TAREFAS:
1. Diga se cada afirmação abaixo está de acordo com o texto sobre Chipre, respondendo sim ou não e citando literalmente as palavras do texto que decidem: (a) A ilha já pertenceu a 12 impérios. (b) O mapa de navegação otomano do Chipre foi feito no século XVIII. (c) A ilha está localizada entre Europa, Ásia e África.
2. Traduza para o inglês esta frase do texto sobre Chipre: "Sua localização estratégica, entre Europa, Ásia e África, tornou-a um território de disputa ao longo de séculos; hoje, continua a refletir as divisões territoriais e instabilidades políticas de sua formação".
3. Devolva sem alterações tudo o que vai desde "Escrito em História" até "e economia internacional." no texto sobre Chipre.

TEXTO PARA LEITURA:
________________________

Chipre

A bela ilha do Mediterrâneo que já pertenceu a 12 impérios e hoje é dividida em dois territórios

Sua localização estratégica, entre Europa, Ásia e África, tornou-a um território de disputa ao longo de séculos; hoje, continua a refletir as divisões territoriais e instabilidades políticas de sua formação

Escrito em História el
Mestranda em Ciência Política e bacharel em Relações Econômicas Internacionais pela UFMG, já foi treinee de Ciência e Saúde da Folha de S. Paulo e escreve sobre Ciência e Tecnologia para a Revista Fórum. Tem interesse por temas de geopolítica e economia internacional.
A bela ilha do Mediterrâneo que já pertenceu a 12 impérios e hoje é dividida em dois territórios
Mapa de navegação otomano do Chipre, feito no século XVI. Wikipedia

Uma ilha mediterrânea rodeada por um mar azul cristalino e repleta de sítios arqueológicos que remontam ao Neolítico e a diferentes incorporações de civilizações clássicas, como a grega, guarda ainda hoje uma divisão de jurisdição interna que a transforma em três territórios distintos: a Ilha de Chipre, ao sul da Turquia e a leste do Mediterrâneo, tem uma longa história de indefinições políticas.

________________________

Registros de regiões rotuladas:
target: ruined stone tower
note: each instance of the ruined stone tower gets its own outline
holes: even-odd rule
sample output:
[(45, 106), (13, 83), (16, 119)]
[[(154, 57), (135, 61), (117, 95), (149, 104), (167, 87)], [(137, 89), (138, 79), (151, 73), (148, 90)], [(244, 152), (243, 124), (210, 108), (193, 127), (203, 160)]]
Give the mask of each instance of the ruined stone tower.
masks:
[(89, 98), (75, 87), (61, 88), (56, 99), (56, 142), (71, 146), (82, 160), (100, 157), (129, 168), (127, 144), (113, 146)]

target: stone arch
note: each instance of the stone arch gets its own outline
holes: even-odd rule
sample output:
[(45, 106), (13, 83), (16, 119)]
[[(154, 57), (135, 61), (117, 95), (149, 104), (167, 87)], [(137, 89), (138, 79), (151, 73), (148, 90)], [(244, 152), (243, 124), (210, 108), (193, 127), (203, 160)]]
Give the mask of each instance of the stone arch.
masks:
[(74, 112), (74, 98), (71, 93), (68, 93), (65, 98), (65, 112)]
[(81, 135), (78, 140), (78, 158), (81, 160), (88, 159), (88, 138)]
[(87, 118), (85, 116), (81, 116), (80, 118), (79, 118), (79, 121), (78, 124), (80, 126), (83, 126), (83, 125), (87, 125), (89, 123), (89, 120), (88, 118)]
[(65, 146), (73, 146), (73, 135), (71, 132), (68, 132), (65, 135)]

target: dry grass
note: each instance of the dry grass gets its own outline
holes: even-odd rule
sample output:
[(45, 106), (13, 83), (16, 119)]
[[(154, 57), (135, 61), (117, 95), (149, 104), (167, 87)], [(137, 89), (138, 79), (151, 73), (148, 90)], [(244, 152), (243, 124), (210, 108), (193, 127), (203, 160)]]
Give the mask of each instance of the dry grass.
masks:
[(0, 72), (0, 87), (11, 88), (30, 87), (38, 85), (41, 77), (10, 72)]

________________________

RESPOSTAS POR TAREFA:
1.
(a) Sim: "já pertenceu a 12 impérios".
(b) Não: "feito no século XVI".
(c) Sim: "entre Europa, Ásia e África".

2. Its strategic location, between Europe, Asia and Africa, made it a disputed territory for centuries; today, it continues to reflect the territorial divisions and political instabilities of its formation.

3.
Escrito em História el
Mestranda em Ciência Política e bacharel em Relações Econômicas Internacionais pela UFMG, já foi treinee de Ciência e Saúde da Folha de S. Paulo e escreve sobre Ciência e Tecnologia para a Revista Fórum. Tem interesse por temas de geopolítica e economia internacional.